[Stored dataset items]
+++

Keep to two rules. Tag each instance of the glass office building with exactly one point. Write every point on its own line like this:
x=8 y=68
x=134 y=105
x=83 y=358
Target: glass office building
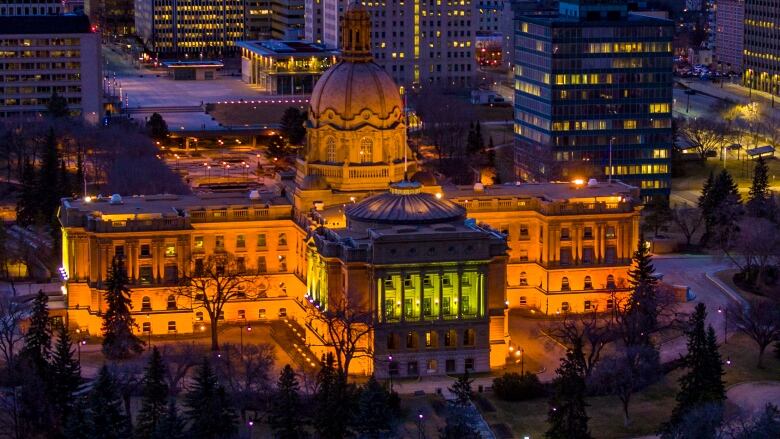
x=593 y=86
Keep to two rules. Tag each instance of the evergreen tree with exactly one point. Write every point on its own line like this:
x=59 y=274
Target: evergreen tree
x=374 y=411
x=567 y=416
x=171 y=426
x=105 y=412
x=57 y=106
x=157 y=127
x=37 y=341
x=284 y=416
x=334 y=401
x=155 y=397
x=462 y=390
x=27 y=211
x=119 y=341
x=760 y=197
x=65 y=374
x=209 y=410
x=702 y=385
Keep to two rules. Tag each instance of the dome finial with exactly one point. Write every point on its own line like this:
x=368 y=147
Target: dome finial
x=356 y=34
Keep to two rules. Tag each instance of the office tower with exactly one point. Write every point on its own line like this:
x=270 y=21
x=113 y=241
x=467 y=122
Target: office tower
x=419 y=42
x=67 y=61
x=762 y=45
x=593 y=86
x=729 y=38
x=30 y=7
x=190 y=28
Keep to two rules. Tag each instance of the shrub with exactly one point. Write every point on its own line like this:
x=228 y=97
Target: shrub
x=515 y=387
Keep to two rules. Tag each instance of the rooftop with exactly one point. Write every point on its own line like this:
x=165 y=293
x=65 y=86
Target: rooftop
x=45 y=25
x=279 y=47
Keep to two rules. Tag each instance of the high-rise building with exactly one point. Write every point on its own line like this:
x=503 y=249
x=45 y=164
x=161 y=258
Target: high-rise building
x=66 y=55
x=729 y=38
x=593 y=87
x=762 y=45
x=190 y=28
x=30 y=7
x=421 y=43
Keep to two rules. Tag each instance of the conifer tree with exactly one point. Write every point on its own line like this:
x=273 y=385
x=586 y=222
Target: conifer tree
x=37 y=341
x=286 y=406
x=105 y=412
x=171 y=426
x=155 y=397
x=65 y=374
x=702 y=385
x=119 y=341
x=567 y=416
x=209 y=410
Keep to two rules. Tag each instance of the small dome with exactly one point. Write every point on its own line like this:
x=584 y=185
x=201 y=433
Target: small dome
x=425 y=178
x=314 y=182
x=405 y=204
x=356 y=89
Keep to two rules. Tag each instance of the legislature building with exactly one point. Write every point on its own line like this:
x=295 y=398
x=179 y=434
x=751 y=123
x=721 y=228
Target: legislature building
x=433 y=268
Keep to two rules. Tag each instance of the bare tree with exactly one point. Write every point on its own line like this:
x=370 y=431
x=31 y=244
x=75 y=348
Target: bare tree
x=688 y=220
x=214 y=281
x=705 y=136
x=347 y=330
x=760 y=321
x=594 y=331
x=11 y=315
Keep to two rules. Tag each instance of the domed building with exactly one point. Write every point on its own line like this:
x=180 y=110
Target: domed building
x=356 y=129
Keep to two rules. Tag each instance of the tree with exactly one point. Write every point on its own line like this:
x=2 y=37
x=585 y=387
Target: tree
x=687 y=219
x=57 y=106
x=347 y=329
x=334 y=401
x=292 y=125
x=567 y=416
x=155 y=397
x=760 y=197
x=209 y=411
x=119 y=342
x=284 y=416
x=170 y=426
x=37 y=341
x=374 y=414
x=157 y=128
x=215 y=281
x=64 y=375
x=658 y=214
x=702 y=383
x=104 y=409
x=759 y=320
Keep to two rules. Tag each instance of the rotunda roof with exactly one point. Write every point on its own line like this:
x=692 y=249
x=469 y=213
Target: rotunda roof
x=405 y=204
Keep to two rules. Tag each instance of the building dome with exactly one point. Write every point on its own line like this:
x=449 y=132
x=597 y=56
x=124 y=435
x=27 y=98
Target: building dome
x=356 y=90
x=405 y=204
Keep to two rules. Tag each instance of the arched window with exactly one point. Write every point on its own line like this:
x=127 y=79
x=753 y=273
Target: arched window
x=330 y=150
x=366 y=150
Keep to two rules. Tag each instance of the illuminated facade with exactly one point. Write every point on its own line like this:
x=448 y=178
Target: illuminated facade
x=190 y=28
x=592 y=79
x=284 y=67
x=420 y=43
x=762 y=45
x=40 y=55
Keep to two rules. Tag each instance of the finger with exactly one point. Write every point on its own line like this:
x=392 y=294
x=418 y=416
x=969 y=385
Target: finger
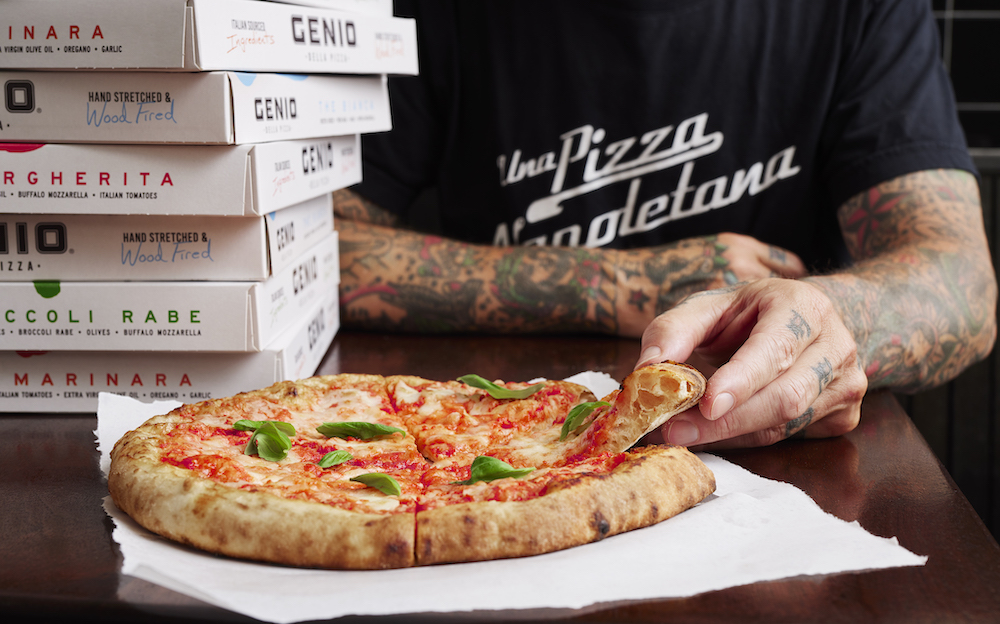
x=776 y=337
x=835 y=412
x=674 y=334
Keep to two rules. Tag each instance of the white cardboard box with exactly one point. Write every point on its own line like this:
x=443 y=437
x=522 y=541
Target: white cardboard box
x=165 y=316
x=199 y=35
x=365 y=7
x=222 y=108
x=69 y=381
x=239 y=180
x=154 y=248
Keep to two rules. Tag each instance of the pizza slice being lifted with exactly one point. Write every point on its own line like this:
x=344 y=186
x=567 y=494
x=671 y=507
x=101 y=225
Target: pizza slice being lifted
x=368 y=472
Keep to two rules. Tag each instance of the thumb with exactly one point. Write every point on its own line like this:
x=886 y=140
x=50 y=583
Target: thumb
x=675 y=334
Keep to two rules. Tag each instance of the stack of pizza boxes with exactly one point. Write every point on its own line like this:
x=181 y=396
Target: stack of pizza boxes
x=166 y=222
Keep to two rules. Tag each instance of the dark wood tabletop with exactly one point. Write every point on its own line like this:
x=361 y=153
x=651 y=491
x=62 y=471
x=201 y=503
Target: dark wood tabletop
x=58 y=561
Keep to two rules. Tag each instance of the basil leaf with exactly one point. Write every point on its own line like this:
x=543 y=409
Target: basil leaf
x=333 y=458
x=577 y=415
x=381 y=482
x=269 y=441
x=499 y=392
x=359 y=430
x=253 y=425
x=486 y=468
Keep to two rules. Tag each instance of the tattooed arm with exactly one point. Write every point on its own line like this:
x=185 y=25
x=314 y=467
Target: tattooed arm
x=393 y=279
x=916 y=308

+++

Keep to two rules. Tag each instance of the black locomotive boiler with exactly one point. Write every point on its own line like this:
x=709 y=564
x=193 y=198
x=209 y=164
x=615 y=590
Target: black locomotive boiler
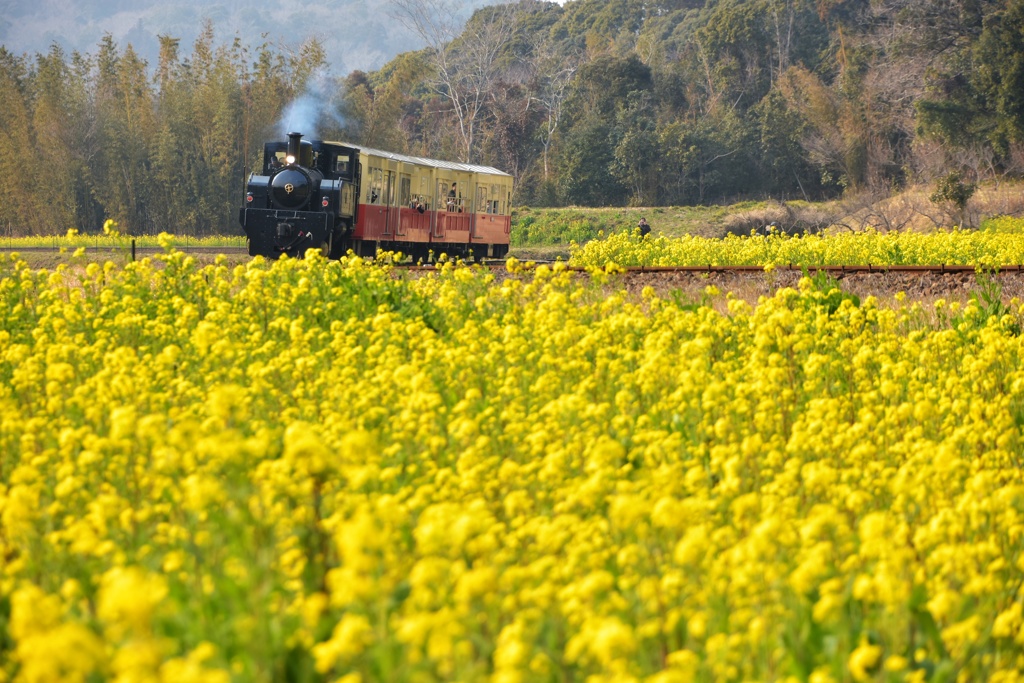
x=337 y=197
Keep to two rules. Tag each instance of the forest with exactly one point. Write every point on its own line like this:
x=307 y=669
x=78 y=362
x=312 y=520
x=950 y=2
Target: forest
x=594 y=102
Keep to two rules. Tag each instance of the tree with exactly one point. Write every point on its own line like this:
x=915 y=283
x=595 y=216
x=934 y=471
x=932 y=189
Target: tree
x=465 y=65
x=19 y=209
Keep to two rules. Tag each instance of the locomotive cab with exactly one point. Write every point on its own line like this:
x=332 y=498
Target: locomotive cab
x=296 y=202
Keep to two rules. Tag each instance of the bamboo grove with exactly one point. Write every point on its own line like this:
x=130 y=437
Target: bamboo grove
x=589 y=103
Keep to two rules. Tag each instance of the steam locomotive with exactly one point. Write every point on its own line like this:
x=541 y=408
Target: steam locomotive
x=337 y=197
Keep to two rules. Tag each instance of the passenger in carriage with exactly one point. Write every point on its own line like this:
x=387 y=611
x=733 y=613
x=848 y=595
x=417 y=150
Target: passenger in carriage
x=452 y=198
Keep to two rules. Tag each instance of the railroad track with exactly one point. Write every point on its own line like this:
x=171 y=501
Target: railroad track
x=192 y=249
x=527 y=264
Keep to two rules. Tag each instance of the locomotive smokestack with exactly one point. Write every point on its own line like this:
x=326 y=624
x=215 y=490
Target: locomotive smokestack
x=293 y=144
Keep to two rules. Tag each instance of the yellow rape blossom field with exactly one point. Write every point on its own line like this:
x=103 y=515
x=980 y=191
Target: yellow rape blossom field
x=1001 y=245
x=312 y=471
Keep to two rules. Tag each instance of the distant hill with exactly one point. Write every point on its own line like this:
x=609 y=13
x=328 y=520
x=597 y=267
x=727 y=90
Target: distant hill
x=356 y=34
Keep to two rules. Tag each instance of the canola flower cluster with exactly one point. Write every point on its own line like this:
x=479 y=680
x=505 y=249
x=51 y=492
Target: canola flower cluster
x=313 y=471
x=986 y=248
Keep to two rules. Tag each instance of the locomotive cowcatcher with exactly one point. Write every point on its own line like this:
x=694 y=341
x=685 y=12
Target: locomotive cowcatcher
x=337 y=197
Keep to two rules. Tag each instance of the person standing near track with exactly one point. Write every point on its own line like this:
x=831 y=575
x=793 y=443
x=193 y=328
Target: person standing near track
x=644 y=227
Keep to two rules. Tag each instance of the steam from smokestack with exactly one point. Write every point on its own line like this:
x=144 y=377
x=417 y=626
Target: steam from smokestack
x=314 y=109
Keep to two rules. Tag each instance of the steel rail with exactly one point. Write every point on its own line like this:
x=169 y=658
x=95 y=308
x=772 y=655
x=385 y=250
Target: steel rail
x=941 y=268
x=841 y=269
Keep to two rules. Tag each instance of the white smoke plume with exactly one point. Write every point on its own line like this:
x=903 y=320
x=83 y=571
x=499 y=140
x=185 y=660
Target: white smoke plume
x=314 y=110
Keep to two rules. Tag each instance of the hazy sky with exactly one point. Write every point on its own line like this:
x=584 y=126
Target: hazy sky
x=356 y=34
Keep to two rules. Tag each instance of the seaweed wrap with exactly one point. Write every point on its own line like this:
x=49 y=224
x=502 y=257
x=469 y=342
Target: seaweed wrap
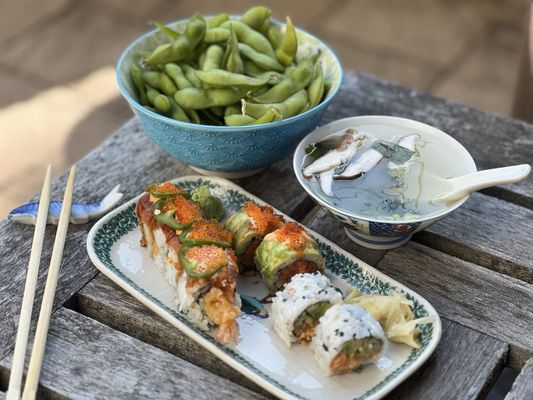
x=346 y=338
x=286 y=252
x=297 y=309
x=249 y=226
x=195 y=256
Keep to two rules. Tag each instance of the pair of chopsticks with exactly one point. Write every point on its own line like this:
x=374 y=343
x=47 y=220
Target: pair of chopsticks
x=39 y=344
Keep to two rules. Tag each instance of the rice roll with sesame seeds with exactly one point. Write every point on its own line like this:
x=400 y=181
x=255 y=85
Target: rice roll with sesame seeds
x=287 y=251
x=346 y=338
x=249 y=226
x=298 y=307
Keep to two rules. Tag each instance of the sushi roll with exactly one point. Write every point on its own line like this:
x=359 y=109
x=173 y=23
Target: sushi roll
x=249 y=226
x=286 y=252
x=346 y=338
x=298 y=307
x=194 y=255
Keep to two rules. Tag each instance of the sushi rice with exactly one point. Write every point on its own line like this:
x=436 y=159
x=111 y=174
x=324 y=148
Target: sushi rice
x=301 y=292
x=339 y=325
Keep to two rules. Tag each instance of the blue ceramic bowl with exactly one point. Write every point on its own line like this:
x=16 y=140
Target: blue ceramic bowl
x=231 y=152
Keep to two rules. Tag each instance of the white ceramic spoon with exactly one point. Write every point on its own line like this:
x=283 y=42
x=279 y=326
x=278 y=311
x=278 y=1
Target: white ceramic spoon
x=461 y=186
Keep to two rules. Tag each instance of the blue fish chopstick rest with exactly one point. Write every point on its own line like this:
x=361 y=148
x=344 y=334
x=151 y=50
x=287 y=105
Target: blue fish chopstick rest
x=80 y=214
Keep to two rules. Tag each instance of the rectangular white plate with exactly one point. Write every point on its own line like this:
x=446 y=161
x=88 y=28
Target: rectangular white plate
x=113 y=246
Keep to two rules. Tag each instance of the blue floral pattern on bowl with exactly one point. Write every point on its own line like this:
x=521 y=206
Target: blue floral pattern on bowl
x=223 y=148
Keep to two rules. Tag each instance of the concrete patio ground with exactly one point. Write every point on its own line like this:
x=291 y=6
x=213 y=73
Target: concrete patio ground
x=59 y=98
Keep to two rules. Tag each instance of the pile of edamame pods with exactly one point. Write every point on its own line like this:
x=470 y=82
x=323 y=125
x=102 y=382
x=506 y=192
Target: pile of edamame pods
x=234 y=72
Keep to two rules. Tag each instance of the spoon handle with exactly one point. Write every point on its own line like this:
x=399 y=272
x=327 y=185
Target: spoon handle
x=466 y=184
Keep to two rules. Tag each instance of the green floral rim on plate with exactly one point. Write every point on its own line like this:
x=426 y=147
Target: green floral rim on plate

+++

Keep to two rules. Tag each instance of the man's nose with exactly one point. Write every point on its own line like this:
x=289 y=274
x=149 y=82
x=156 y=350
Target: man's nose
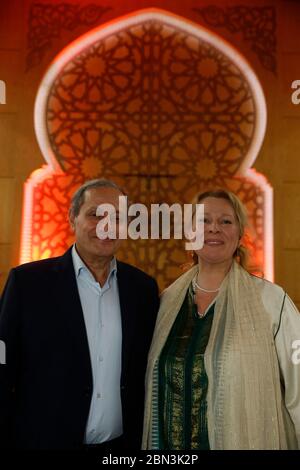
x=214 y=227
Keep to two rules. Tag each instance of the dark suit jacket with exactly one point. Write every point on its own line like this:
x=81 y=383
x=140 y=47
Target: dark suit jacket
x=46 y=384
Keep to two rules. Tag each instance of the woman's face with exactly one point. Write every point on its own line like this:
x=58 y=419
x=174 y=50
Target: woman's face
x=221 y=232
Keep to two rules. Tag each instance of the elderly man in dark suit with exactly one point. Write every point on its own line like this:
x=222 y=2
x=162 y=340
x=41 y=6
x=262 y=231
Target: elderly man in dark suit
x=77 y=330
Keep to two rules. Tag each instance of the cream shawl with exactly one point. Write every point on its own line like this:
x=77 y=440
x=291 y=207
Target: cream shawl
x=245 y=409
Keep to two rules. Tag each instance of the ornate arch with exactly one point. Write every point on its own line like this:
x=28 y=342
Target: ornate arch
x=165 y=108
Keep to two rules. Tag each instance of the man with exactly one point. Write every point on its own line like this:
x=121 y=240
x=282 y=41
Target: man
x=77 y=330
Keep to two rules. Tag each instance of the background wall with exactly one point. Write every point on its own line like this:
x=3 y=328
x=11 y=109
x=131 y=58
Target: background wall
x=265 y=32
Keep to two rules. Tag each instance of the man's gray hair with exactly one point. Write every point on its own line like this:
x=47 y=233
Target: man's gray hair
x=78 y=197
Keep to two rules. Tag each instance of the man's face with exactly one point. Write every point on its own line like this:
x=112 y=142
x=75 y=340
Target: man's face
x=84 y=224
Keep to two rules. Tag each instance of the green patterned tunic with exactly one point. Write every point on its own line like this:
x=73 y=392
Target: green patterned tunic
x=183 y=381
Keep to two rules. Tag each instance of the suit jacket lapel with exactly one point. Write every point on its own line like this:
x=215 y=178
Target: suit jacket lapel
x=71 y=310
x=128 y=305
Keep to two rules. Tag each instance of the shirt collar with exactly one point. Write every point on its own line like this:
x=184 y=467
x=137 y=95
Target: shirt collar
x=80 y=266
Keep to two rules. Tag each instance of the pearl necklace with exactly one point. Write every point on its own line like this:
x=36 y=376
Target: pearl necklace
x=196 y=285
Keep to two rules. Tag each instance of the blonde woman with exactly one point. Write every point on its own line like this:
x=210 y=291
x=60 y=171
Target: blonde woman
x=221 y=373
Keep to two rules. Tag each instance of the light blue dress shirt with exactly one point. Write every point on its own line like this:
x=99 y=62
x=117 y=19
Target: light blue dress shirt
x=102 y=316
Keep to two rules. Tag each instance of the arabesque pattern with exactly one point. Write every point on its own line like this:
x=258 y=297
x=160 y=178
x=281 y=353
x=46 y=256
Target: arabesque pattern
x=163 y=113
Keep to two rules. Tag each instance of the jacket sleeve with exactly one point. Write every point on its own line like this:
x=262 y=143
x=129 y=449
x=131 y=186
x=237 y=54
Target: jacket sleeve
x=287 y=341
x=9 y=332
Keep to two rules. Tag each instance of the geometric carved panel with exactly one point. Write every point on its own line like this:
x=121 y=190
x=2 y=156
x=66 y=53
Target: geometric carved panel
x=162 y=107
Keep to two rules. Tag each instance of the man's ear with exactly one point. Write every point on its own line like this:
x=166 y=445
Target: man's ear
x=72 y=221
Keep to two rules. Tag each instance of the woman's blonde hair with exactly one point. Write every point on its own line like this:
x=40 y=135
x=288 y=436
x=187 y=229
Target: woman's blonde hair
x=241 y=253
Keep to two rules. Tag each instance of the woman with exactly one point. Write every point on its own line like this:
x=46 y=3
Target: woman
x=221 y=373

+++

**Set task**
Print, with no changes, the lines beginning with the one that contains "Keep to two rules. Tag each instance of the concrete" and continuing through the one that contains "Target: green floral rim on plate", including both of those lines.

**Reply to the exercise**
Keep to two rules. Tag each instance of the concrete patio ground with exactly one point. Write every point on its own line like this:
x=291 y=6
x=213 y=73
Target: concrete patio ground
x=59 y=98
Keep to two rules. Tag each instance of the pile of edamame pods with exactly one point. Write every point on its own line like this:
x=470 y=82
x=323 y=125
x=102 y=382
x=506 y=192
Target: pile of edamame pods
x=234 y=72
Keep to two rules. Tag each instance of the spoon handle with exactly one point. Write every point on its own line like this:
x=399 y=272
x=327 y=185
Target: spoon handle
x=466 y=184
Keep to two rules. Tag each instance of the green floral rim on plate with exactly one point. Write every point on its own line like this:
x=426 y=147
Target: green floral rim on plate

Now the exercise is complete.